Roman Catholic church. 1846-49. By Weightman and Hadfield. Coursed squared sandstone, slate roofs. Decorated style.

PLAN: nave with west tower (uncompleted), north and south aisles, north and south transepts, chancel with north vestry and south chapel.

EXTERIOR: the 2-stage tower, with a moulded plinth, angle-buttresses and a canted stair-turret near the north-east corner, has a 2-centred arched west doorway with a deep surround moulded in 2 orders and a hood-mould with figured stops; a very large 2-centred arched 5-light west window with Decorated tracery and a hood-mould with figured stops and carved cresting which extends upwards to meet the carved corbel of a canopied niche containing a statue; and a parapet incorporating the bases of 2 intended windows in each side. The 5-bay nave has segmental-pointed 2-light clerestory windows with tracery, coupled in each bay except the westernmost which has a single window. The aisles are buttressed and have large 2-centred arched 3-light windows with varied Decorated tracery and hood-moulds with figured stops, except in the 2nd bay where each aisle has a gabled porch with a 2-centred arched doorway, double-chamfered with semi-columns which have carved caps. The transepts have angle buttresses and differing windows: that on the north side has a 3-light window like those of the aisles, but that on the south side has a circular window with elaborate and unusual tracery including mouchettes. The north chapel has a moulded arched doorway and a 2-light window. The chancel has a large 2-centred arched 5-light window with elaborate Decorated tracery, and above this a tripartite niche with a statue of the Virgin and a carved crocketed surround.

## DATA ROWS

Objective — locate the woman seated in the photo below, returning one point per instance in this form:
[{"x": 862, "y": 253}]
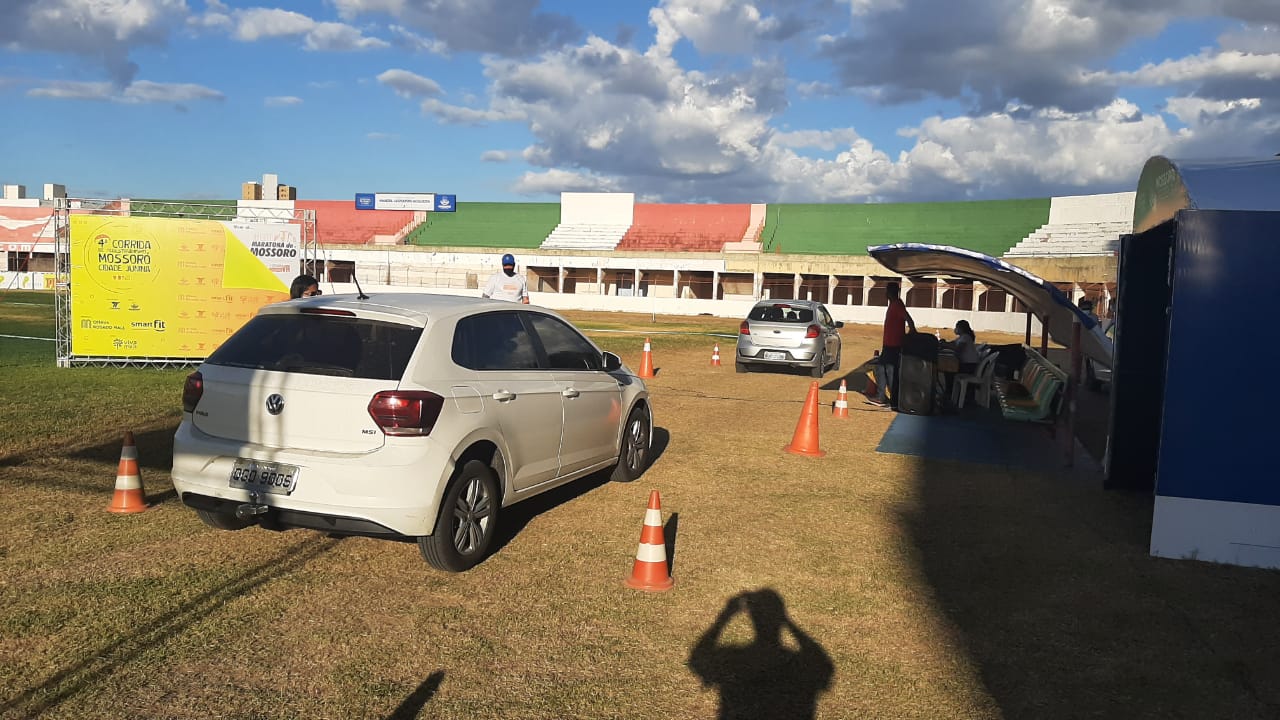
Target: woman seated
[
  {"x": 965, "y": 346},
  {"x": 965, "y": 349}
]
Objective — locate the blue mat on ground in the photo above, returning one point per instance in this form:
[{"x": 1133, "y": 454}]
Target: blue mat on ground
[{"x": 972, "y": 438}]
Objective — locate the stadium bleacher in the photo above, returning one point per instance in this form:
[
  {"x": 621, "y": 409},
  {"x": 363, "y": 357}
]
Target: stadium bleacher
* * *
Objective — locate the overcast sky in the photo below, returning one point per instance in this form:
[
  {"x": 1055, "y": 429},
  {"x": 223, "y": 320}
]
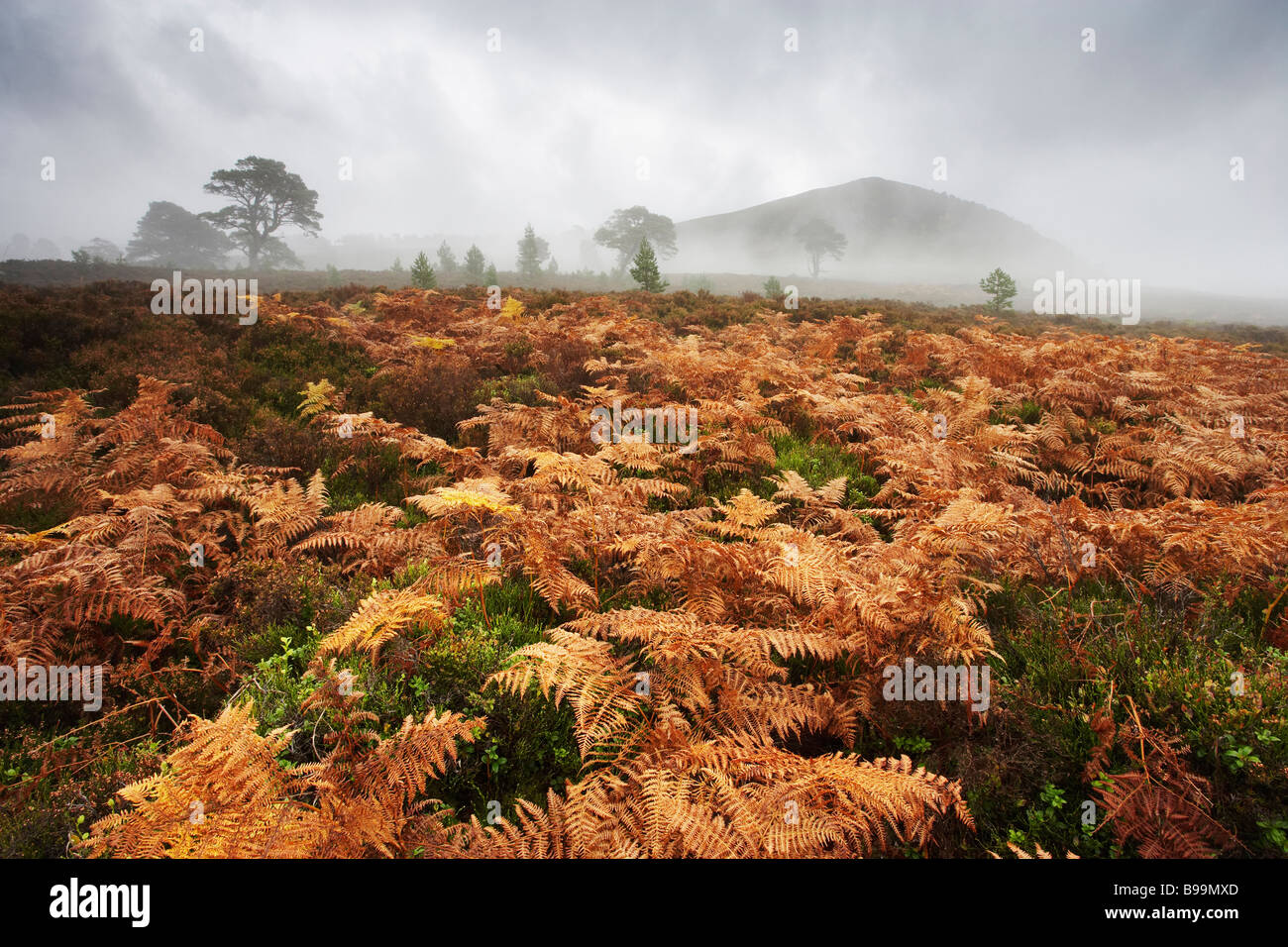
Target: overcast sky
--
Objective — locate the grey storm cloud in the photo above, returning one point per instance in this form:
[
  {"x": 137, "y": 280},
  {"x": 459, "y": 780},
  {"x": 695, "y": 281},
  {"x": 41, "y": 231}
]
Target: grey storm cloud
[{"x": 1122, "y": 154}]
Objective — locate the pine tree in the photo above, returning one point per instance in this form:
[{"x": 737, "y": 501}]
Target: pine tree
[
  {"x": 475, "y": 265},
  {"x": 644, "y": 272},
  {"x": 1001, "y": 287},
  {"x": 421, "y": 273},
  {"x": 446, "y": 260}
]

## PARTS OF THE EXERCISE
(A) According to the church description, what kind of window does the south transept have?
(B) Write out a passage of the church description word for word, beginning at the words "Roman Catholic church." and stopping after "and south chapel.".

## THE ANSWERS
(A) A circular window with elaborate and unusual tracery, including mouchettes.

(B)
Roman Catholic church. 1846-49. By Weightman and Hadfield. Coursed squared sandstone, slate roofs. Decorated style.

PLAN: nave with west tower (uncompleted), north and south aisles, north and south transepts, chancel with north vestry and south chapel.